> Instructions for the task
Reproduce every one of the entries below word for word, keeping each line as it stands.

> Data shown
○ ○ ○ ○

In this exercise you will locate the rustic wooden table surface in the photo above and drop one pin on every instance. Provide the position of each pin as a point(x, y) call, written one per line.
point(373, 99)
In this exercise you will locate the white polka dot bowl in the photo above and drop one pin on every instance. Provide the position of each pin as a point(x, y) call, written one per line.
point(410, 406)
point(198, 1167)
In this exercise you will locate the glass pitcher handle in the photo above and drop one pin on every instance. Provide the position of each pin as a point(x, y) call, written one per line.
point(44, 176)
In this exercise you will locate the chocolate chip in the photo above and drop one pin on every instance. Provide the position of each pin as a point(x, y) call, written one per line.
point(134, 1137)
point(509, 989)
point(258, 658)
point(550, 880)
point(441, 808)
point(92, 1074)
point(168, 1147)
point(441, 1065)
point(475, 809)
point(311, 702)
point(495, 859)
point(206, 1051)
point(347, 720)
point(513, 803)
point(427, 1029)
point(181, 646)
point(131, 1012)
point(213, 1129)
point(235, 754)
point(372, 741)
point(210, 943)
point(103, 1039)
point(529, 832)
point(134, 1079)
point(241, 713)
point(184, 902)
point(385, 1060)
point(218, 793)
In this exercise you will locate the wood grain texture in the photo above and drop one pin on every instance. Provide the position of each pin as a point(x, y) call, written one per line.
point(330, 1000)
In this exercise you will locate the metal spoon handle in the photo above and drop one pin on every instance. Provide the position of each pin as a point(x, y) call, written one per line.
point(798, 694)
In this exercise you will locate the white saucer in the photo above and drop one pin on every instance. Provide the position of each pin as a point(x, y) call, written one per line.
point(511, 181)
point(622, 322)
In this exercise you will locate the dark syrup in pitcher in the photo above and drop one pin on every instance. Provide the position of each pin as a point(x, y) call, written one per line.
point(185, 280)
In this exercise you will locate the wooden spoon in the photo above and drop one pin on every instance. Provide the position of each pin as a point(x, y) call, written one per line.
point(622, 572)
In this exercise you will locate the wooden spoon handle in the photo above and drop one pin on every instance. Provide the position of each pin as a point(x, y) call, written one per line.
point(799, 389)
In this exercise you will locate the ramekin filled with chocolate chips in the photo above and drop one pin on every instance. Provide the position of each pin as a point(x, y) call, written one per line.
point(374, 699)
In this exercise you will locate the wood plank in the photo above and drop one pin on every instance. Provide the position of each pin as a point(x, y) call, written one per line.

○ ○ ○ ○

> Complete response
In this exercise you will locate the rustic wooden table surface in the photo above and drop one pin on every instance. Provide the position of each pin as a point(x, y) call, written one per line.
point(373, 99)
In this exercise you will locate the white polka dot bowl in the photo above and drop one pin on every instance. Provide the position of each pin as a point(x, y) call, written one per line.
point(410, 406)
point(198, 1167)
In this exercise you will locate the glass pitcher handle in the photo above and drop one pin on every instance. Provide the position of each pin as a point(x, y) call, written one per line.
point(44, 176)
In this exercise you will locate the chocolate chip in the photo above and drop one pin on every instance. Provide the position of each pin as a point(x, y) call, written one per line.
point(134, 1137)
point(509, 989)
point(258, 658)
point(550, 880)
point(441, 808)
point(92, 1074)
point(168, 1147)
point(441, 1065)
point(475, 809)
point(311, 702)
point(495, 859)
point(206, 1051)
point(347, 720)
point(513, 803)
point(427, 1029)
point(181, 646)
point(131, 1012)
point(213, 1129)
point(235, 754)
point(372, 741)
point(210, 943)
point(103, 1039)
point(529, 832)
point(134, 1079)
point(241, 713)
point(184, 902)
point(385, 1060)
point(218, 793)
In this exercise you will locate the wood grain texture in the photo above and drop one pin on every instance. Provide the position of each pin as a point(x, y) call, written one per line.
point(330, 1000)
In this exercise you will locate the metal spoon handle in the photo above and drop one pin on every instance. Provide the position of each pin as a point(x, y) call, written one per line.
point(798, 694)
In this exercise you will locate the white saucer in the photo above and drop one pin on every instance. Provide the position of each pin as a point(x, y) call, written one per line.
point(511, 181)
point(622, 322)
In this exercise you will locate the dark syrup in pitcher in the photo above and drop one pin on every instance. Provide the position of each pin as a point(x, y) call, written one per line.
point(185, 280)
In this exercise you will locate the wooden spoon in the photo above and drop one pin on every instance. Provide the position of each pin as a point(x, y) call, written one per line.
point(622, 572)
In this exercise you will locate the wooden spoon handle in the photo above and drop one pin on every instance. Provide the position of each pin as a point(x, y) call, written one per line.
point(799, 389)
In this exercise you will locate the ramekin filled with chocolate chips in the photo above and drop one pin on every instance. Provide the position of each pin as a point(x, y) call, written one per line.
point(374, 699)
In this exercise you will locate the wood plank in the photo above and drop one pin on every instance. Provide the position of each pin as a point(x, y) call, written one per line.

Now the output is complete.